_What you will do_
Rewrite all the items below as one numbered list, with no blank lines.

_Working data_

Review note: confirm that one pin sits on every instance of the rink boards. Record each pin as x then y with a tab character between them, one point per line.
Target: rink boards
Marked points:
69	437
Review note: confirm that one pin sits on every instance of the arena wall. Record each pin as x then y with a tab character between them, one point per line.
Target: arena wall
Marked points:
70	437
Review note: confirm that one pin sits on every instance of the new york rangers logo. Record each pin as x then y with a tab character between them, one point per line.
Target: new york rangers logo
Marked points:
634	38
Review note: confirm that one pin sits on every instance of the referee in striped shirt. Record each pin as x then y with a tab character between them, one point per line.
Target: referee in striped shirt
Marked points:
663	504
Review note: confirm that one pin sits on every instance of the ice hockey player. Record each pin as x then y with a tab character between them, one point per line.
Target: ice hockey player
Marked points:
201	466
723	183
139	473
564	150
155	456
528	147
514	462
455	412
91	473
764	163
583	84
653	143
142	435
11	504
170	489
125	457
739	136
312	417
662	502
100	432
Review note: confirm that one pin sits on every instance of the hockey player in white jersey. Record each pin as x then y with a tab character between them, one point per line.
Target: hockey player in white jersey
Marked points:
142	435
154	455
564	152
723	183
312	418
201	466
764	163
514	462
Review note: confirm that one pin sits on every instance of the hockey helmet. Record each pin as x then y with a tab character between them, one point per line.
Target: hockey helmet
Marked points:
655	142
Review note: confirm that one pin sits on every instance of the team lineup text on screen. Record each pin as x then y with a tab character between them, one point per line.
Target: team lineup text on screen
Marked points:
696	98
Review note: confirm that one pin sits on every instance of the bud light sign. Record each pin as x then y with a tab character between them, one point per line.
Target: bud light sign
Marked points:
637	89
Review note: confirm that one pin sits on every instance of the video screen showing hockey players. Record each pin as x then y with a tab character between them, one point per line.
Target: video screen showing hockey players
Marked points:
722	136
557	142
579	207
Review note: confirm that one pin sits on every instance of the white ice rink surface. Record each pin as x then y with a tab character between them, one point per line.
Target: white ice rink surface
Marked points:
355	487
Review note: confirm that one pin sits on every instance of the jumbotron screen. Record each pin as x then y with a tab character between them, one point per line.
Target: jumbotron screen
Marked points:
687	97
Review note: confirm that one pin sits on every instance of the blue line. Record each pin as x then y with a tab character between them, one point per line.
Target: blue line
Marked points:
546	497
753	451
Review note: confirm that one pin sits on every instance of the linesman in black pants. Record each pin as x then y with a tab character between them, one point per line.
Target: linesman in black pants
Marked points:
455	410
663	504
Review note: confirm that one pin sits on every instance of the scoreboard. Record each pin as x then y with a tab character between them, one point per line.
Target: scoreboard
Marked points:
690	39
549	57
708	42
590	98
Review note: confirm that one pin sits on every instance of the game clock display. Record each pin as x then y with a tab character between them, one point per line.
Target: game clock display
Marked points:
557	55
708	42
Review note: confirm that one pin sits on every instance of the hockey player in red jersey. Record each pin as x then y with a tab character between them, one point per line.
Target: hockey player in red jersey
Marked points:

_Finished exercise_
1. Review note: confirm that one pin sits on every instance of the rink boards. Record each pin as x then y with a tab character between them, one point per line.
2. Target: rink boards
3. Marked points:
4. 69	437
5. Review note: confirm that one pin sits on every instance of the arena wall. Record each pin as x then y with a tab character between them, one point per line.
6. Target: arena wall
7. Marked points:
8. 70	437
9. Review note: confirm that one pin sits on every instance of the new york rangers logo. Record each pin as x then y with a tab character between them, one point per line.
10. Target: new york rangers logo
11. Marked points:
12. 634	38
13. Review note: confirm that one pin sits on every instance of the referee in striped shirt. Record each pin as x then y with a tab character between them, one point per line.
14. Target: referee in striped shirt
15. Marked points:
16. 663	504
17. Review note: confirm that one pin sits on every instance of the ice hockey player. Record each pin as x then y with a tab character between them, one point per line.
18. Target: ice hockey player
19. Marked points:
20. 201	466
21. 723	183
22. 139	473
23. 564	150
24. 155	456
25. 528	147
26. 514	462
27. 455	412
28. 91	473
29. 764	163
30. 583	84
31. 653	143
32. 142	435
33. 11	504
34. 170	489
35. 125	457
36. 739	136
37. 312	417
38. 662	502
39. 100	432
40. Review note: confirm that one pin sits on every instance of the hockey player in white jersey. Record each pin as x then y with a tab character between them, one point per line.
41. Target: hockey player in white jersey
42. Marked points:
43. 142	435
44. 154	455
45. 564	152
46. 723	183
47. 312	418
48. 201	466
49. 764	163
50. 514	462
51. Review note: confirm that one pin sits on every instance of the hockey helmet. Record each pin as x then y with a tab character between them, one point per line.
52. Target: hockey helmet
53. Marked points:
54. 655	142
55. Review note: confirm that one pin sits on every instance of the team lineup text on screen. Record each pin as x then y with a tab character between them, one point per line.
56. Target: team lineup text on screen
57. Marked points:
58. 696	98
59. Review note: confirm that one pin sits on every instance of the bud light sign. Record each pin as x then y with a tab character between them, one point per line.
60. Target: bud light sign
61. Marked points:
62. 637	89
63. Review note: confirm that one pin sits on every instance of the video screen showing hockey players. Record each pin as x then y with a tab character between them, one point per line.
64. Target: video screen showing hockey players
65. Marked points:
66. 722	136
67. 557	142
68. 579	207
69. Review note: confirm that one pin sits on every instance of the white ice rink surface. Record each pin as x then y with a tab character between them, one point per line.
70. Target: white ice rink surface
71. Marked points:
72. 355	487
73. Review note: confirm that one pin sits on every instance of the jumbotron screen. Record each pin as x then y with a tab character between them, one point per line.
74. Target: jumbotron screen
75. Marked points:
76. 687	97
77. Review note: confirm that one pin sits on every instance of the blue line. Record each pin as x then y with a tab character between them, one point per line.
78. Target: blue line
79. Marked points:
80. 546	497
81. 753	451
82. Review note: confirm that one pin sits on every instance of the linesman in black pants. Record each pin as x then y with a tab character between them, one point per line.
83. Target: linesman in black pants
84. Marked points:
85. 455	410
86. 663	504
87. Review note: confirm that one pin sits on every instance of the scoreboard. Record each pin as x then y with a tab character between them, one point per line.
88. Target: scoreboard
89. Marked points:
90. 690	39
91. 549	57
92. 708	42
93. 590	98
94. Review note: confirm that one pin sits on every instance of the game clock display. Record each pin as x then y with a tab character between them, one point per line.
95. Target: game clock display
96. Marked points:
97. 557	55
98. 708	42
99. Review note: confirm that one pin sits on every instance of the hockey player in red jersey. Record each pin as x then y with a tab character between them, one point per line.
100. Target: hockey player in red jersey
101. Marked points:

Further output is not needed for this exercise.